Dataset items

########################################

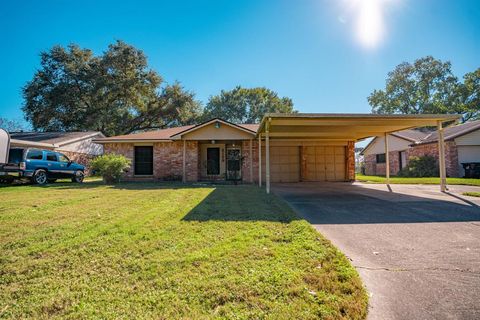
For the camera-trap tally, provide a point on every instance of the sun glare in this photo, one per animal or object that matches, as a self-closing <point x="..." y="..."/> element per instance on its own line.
<point x="368" y="20"/>
<point x="369" y="24"/>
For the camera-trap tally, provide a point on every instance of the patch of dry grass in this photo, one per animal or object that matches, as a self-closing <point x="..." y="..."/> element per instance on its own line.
<point x="166" y="252"/>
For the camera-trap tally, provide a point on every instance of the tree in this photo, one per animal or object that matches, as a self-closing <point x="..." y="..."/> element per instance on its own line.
<point x="242" y="105"/>
<point x="426" y="86"/>
<point x="469" y="95"/>
<point x="11" y="125"/>
<point x="115" y="93"/>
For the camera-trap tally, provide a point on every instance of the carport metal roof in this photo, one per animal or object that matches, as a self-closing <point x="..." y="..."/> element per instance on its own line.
<point x="332" y="126"/>
<point x="346" y="127"/>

########################################

Update the lines above by replacing "camera-trap tally" with "wildlife survey count" throughout, keeping everything else the same. Leave the pictures out of your answer.

For the wildlife survey count, provide a point on every instance of the sun glare in this photo, one per animal or object that matches, as a self-closing <point x="..." y="..."/> element per instance on its own line.
<point x="368" y="20"/>
<point x="369" y="24"/>
For the wildlife survey count, provide a point on every instance of the patch of dry grass in this photo, one per animal or object that matches, as a self-closing <point x="..." y="..."/> element per instance on its own line.
<point x="166" y="252"/>
For the wildlife survey count, provide a point on every instance of the tree in this photo, one per animal or object that matches, as a self-closing <point x="..." y="..."/> element per instance on its own line.
<point x="242" y="105"/>
<point x="426" y="86"/>
<point x="469" y="95"/>
<point x="11" y="125"/>
<point x="115" y="93"/>
For the wildlife survey count, provide a point on every instance of the carport metal roof in this photo, one per animal or object that matches, as a self-closing <point x="..." y="..."/> element per instance on its own line.
<point x="332" y="126"/>
<point x="346" y="127"/>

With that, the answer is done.